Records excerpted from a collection

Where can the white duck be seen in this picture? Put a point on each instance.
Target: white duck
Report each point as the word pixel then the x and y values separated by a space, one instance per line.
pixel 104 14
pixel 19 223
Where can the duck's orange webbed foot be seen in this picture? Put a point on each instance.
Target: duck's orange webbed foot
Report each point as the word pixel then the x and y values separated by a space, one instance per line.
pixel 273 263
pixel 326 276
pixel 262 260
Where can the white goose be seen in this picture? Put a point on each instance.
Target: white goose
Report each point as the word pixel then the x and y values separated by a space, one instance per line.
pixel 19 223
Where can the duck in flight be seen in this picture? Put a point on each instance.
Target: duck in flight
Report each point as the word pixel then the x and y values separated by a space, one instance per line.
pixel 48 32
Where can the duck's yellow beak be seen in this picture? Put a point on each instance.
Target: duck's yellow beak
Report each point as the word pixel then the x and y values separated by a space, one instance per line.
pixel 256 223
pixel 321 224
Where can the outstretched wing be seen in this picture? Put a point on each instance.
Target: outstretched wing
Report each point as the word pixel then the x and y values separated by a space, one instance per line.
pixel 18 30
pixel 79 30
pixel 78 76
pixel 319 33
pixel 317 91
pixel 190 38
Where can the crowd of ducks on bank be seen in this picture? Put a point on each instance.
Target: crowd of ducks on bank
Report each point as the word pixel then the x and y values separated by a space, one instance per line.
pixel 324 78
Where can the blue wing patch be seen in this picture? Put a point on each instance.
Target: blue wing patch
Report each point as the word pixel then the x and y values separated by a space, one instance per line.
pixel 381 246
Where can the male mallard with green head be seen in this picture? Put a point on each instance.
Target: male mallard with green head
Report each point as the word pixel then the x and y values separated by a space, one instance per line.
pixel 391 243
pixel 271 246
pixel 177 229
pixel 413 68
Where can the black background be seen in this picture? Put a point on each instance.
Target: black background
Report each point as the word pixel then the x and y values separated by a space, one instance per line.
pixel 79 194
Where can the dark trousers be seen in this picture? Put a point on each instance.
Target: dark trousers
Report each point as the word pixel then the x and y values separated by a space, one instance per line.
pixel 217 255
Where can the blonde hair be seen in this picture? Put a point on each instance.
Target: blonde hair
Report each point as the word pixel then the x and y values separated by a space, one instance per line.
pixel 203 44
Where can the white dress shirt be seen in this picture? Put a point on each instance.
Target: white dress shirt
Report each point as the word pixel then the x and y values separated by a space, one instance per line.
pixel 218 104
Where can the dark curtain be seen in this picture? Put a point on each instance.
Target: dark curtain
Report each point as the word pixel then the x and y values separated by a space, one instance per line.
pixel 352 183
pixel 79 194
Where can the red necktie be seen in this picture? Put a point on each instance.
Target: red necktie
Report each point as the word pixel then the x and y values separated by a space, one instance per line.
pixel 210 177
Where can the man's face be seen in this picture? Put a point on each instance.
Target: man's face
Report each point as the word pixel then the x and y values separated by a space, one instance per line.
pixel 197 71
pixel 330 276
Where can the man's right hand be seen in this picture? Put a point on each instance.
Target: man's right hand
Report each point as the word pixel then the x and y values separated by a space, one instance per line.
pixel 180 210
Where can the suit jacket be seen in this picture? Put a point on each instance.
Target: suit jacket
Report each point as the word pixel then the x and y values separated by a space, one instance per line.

__TASK TO CARRY OUT__:
All entries must be printed exactly, with nothing omitted.

__REPLY TO THE TASK__:
Where can the white duck be seen in this picture? Put a point on each instance.
Target: white duck
Report each point as the word pixel then the x and y values separated by a space, one instance per line.
pixel 104 14
pixel 19 223
Where can the duck's orange webbed foot be seen in this picture? Put a point on each instance.
Target: duck's orange webbed foot
Report each point as the word pixel then the x and y values separated by a space, one instance per line.
pixel 273 263
pixel 326 276
pixel 262 260
Where can the white goose be seen in this picture? Put a point on each instance.
Target: white goose
Report each point as the word pixel then the x and y values separated by a space, one instance per line.
pixel 19 223
Where can the duck in flight be seen in this picture? Put a point on each instance.
Target: duck in flight
Report each point as the word pixel then the x and y values separated by a space, one instance per line.
pixel 48 32
Where can the duck's yellow beak be seen in this picture? Put a point on each instance.
Target: duck's yellow beak
Report each point as the word pixel then the x and y values separated by a space, one instance per line.
pixel 256 223
pixel 321 224
Where can the outstretched wing be seen in this picture? Put a point on each instance.
Target: outstretched wing
Report each point as the word pixel then the x and y values separated by a space, one instance per line.
pixel 18 30
pixel 79 30
pixel 78 76
pixel 319 33
pixel 317 91
pixel 190 38
Where can the crowd of ducks on bank be seen in this picture? Put a point on each instance.
Target: crowd of ducks on bank
Report each point as the word pixel then the x and y values separated by a space, one instance per line.
pixel 324 78
Where can the blue wing patch be seen in this picture? Put a point on each instance.
Target: blue wing patch
Report each point as the word pixel then the x and y values separated by a space, one instance per line.
pixel 381 246
Where can the male mallard with green head be seen in this picture? Put a point on each instance.
Target: male mallard with green head
Report each point as the word pixel then the x and y values separated by a space, one instance per line.
pixel 391 243
pixel 271 246
pixel 177 229
pixel 413 68
Where can the black background be seen in this picture? Put a point on each instance.
Target: black background
Report each point as the word pixel then the x and y values separated by a space, one instance per line.
pixel 79 194
Where can the dark trousers be seen in this picture? Put a point on each instance.
Target: dark trousers
Report each point as the word pixel then the x and y values separated by a space, one instance per line.
pixel 217 255
Where can the blonde hair be seen in this picture? Put a point on each instance.
Target: blonde hair
Report each point as the word pixel then the x and y values separated by a space, one instance per line.
pixel 203 44
Where can the white dress shirt be seen in this picture? Put a point on each instance.
Target: white dress shirt
Report each point as the word pixel then the x and y values separated by a space, one instance per line.
pixel 218 104
Where can the dark curtain be seen in this picture? Put a point on each instance.
Target: dark curtain
Report each point as the word pixel then the x and y values separated by a space, one instance per line.
pixel 352 183
pixel 79 194
Where can the red necktie be seen in this picture? Put a point on each instance.
Target: red necktie
Report each point as the word pixel then the x and y values separated by a space, one instance per line.
pixel 210 177
Where can the man's face be seen in this picture? Put a point on each instance.
Target: man's face
Report each point as the word pixel then the x and y values separated by a space, one instance per line.
pixel 197 71
pixel 330 276
Where can the man's right hand be seen in this picture? Put a point on each instance.
Target: man's right hand
Report each point as the word pixel then the x and y values separated by a space, one instance per line.
pixel 180 210
Where can the suit jacket be seen in this picture? Put a point on each instance.
Target: suit jacket
Report each point as the word pixel then the x and y values separated by a space, one instance per line.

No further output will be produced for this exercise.